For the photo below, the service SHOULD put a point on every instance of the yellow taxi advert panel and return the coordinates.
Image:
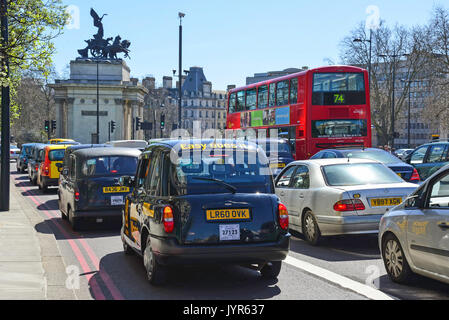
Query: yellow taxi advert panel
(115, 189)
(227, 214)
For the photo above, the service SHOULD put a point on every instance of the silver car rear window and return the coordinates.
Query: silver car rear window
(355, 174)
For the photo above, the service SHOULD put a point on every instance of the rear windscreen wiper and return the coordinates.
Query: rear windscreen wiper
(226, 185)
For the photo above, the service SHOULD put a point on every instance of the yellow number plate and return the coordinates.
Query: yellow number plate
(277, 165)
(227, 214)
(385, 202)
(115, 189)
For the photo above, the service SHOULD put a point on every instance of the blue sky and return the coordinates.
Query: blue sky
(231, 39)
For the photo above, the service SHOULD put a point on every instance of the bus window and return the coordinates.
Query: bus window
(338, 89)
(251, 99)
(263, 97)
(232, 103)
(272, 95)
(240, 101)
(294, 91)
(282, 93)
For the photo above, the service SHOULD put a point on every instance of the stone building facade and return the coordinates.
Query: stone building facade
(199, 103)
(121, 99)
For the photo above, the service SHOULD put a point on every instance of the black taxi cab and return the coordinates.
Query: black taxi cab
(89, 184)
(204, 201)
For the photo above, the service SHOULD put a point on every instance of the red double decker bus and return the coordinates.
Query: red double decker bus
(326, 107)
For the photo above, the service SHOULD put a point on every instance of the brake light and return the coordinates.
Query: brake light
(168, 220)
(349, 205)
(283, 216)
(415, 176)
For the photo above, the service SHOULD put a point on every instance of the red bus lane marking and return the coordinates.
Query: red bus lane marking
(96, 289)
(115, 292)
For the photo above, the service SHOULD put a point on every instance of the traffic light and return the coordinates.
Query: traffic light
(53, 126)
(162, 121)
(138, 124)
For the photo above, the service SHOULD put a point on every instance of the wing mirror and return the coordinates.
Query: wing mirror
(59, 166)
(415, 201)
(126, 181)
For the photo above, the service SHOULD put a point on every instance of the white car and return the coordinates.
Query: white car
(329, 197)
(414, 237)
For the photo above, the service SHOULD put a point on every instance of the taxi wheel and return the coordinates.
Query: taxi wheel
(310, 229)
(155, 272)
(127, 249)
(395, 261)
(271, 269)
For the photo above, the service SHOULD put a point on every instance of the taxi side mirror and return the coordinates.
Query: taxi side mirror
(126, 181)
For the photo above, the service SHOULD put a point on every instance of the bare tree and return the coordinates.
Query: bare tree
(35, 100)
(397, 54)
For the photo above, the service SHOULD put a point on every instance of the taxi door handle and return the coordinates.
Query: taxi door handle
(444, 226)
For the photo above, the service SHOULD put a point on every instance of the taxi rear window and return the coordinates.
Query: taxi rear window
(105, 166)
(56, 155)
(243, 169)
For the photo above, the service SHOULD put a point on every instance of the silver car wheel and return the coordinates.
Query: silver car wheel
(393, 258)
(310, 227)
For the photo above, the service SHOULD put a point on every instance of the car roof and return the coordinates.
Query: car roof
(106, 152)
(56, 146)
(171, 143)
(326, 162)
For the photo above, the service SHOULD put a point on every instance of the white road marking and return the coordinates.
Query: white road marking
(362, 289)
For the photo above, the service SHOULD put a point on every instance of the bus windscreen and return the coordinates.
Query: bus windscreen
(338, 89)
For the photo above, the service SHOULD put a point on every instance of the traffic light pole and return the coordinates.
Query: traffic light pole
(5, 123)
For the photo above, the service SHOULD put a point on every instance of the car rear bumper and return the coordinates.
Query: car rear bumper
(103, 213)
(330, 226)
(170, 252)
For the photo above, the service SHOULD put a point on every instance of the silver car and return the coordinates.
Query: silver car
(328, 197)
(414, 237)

+--

WHAT IS REQUIRED>
Taking the line containing "Query: car roof" as the first, please return it and every line after it through the end of the entries, exactly and only those.

EXERCISE RESPONSE>
Query: car roof
(106, 152)
(56, 146)
(171, 143)
(326, 162)
For the photo above, the service SHOULD put a point on every instance of the white road marking and return the coordinates.
Query: white road marking
(362, 289)
For the photo above, the service SHOULD put a point on every instance of the bus windscreen and return the coordinates.
Query: bus windscreen
(338, 89)
For the photo above, the service SHOULD put a point on every instance of the traffic light pole and return the coordinates.
Query: traffic light pole
(5, 123)
For the photo above, the service SHOULD put a point on every instance of the car rear bumper and return the coordinates.
Query: car rear bumper
(103, 213)
(330, 226)
(170, 252)
For the photo above, the service SHOULD put a point on every instance of the silver car and return the coordinates.
Query: silver car
(328, 197)
(414, 237)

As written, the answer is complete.